▸ **Page text**
Thysanotus chinensis is a species of flowering plant in the Asparagaceae family, and is native to parts of China, Southeast Asia, New Guinea, and some Australian states. It is a tufted, rhizomatous, perennial herb, with narrow, flat leaves, umbels of 20 to 50 purple flowers with linear sepals, elliptic, fringed petals, six stamens and a straight style.

==Description==
Thysanotus chinensis is a tufted perennial herb with a small rootstock and fibrous roots. It has 3 to 20, apparently annual, linear, flat to channelled leaves 50–400 mm long and up to 1 mm wide. The flowers are borne in umbels of 3 to 15 flowers on a spreading to low-lying scape 70–470 mm long, each flower on a pedicel 10–25 mm long. The flowers are purple, the perianth segments 5.5–10 mm long. The sepals are linear to narrowly lance-shaped, about 2 mm wide and the petals are egg-shaped to elliptic, about 6 mm wide with a fringe about 2 mm long. There are six stamens, the anthers of two different lengths, and the style is 2.8–4 mm long.

==Taxonomy==
Thysanotus chinensis was first formally described in 1861 by George Bentham in Flora Hongkongensis from specimens collected by Rudolph Krone in southern China. The specific epithet (chinensis) means 'from China'.

▸ **Tasks to complete**
[a] Using the Thysanotus chinensis article, list every region where the species is native.
[b] Answer from the Thysanotus chinensis article:
(i) Which family does the species belong to?
(ii) How long is the style?
(iii) Who collected the specimens used for the first formal description?

▸ **Data extract**

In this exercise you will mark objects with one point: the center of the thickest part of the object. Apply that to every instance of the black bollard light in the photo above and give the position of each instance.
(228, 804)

▸ **Task responses**
[a] China, Southeast Asia, New Guinea, some Australian states

[b]
(i) Asparagaceae
(ii) 2.8–4 mm
(iii) Rudolph Krone